### EXERCISE REQUIREMENTS
What is needed is an exact copy of the entries below, with the pictures left out.

### DATASET ENTRIES
==================================================

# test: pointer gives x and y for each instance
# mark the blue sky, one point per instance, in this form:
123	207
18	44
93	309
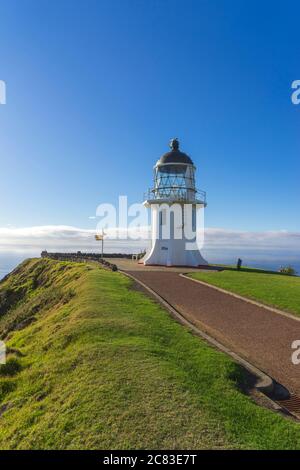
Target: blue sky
95	90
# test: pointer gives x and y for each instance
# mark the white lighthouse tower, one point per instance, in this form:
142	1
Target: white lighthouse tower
174	202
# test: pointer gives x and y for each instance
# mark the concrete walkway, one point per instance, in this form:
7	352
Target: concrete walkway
259	335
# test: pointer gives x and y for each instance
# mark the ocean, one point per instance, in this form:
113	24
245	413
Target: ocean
9	260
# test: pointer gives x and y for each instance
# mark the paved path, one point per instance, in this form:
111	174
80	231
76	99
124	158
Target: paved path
259	335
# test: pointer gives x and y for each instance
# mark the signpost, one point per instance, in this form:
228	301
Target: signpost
100	237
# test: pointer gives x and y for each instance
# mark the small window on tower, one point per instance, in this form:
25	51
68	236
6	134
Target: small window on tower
162	217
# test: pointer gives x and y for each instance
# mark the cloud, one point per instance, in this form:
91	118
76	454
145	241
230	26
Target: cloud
216	239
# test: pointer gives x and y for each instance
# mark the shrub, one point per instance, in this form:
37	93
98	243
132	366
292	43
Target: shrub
287	270
11	367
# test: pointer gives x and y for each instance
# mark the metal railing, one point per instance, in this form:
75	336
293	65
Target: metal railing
176	193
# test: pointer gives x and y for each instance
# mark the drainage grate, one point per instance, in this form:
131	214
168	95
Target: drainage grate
292	405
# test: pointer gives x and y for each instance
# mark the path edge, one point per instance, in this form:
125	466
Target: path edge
240	297
264	384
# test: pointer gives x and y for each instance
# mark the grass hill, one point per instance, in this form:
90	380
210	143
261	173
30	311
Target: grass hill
278	290
95	363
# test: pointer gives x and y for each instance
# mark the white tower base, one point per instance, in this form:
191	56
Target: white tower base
170	251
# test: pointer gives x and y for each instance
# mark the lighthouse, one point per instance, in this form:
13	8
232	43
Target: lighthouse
175	205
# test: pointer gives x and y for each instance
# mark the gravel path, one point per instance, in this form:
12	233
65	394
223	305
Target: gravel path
259	335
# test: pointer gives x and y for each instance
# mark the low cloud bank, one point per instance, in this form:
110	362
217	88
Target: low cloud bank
217	240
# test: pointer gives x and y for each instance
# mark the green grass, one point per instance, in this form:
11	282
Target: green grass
95	363
277	290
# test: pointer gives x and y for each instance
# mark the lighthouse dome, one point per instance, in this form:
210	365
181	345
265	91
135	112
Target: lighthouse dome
175	155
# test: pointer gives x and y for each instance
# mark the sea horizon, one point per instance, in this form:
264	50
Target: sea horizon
10	260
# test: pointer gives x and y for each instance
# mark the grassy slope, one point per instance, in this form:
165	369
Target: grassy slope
280	291
103	366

==================================================

### RESPONSE TO THIS TASK
# test: pointer gives x and y for each instance
# mark the blue sky, one point per instance, in this form:
123	207
18	44
93	309
Target: blue sky
95	90
# test: pointer gives x and y for each instance
# mark the white lighthouse tower, one point per instance, in this form:
142	1
Target: white lighthouse tower
174	202
# test: pointer gives x and y for each instance
# mark the concrete walkway, one point per instance, in this form:
7	352
Target: concrete walkway
259	335
# test: pointer gives x and y for each instance
# mark the ocean, one point per instance, in this form:
113	24
245	413
Target: ocean
9	260
# test: pointer gives x and y for each instance
# mark the paved path, one point per instance, in this form:
111	174
80	231
76	99
124	158
Target: paved path
259	335
# test: pointer gives x and y for each instance
# mark the signpost, one point per instance, in this form:
228	301
Target: signpost
100	237
# test: pointer gives x and y for each instance
# mark the small window on tower, one point per instance, in this form:
25	51
68	236
6	134
Target: small window on tower
162	217
# test: pointer gives x and y for each instance
# mark the cloud, one point per instance, in this form:
91	118
76	454
145	241
230	26
Target: cloud
216	239
# test: pointer gives x and y for each instance
# mark the shrub, one point per instance, in this form:
37	93
98	243
132	366
292	43
Target: shrub
287	270
11	367
# test: pointer gives x and y for each instance
# mark the metal railing, one point per instance, in this form:
75	336
293	65
Target: metal railing
176	193
# test: pointer gives x and y for each instance
# mark the drainage grate, one point per instance, in this form:
131	214
168	95
Target: drainage grate
292	405
# test: pointer gives x and y for each instance
# mark the path edge, one point per instance, in this form:
125	466
Target: path edge
240	297
264	384
# test: pointer gives x and y for each instance
# mark the grass hill, one point per instance, in this form:
90	380
210	143
261	173
30	311
Target: grass hill
278	290
95	363
# test: pointer gives x and y for each instance
# mark the white tower base, one point per instance, in this form:
191	56
Target: white tower base
170	251
# test: pointer gives x and y for each instance
# mark the lighthouse, one point per instance, in this form:
13	8
232	43
Target: lighthouse
175	205
# test: pointer gives x and y for each instance
# mark the gravel path, one point per instance, in this form:
12	233
65	394
223	305
Target: gravel path
259	335
# test: pointer gives x and y for each instance
# mark the low cloud bank, one point per instance, in this form:
110	362
217	88
Target: low cloud bank
217	240
# test: pointer gives x and y for each instance
# mark the green grass, one point per instance, in this form:
11	282
Target: green grass
95	363
277	290
# test: pointer gives x and y for each instance
# mark the lighthouse dome, one point per instance, in this form:
210	365
181	345
265	91
135	112
Target: lighthouse dome
175	155
# test: pointer gives x and y for each instance
# mark the sea horizon, one point per instance, in this form:
264	50
Target: sea horizon
10	260
# test: pointer gives x and y for each instance
# mark the grassy slope, one point per instance, in this form:
165	369
Target: grassy slope
280	291
103	366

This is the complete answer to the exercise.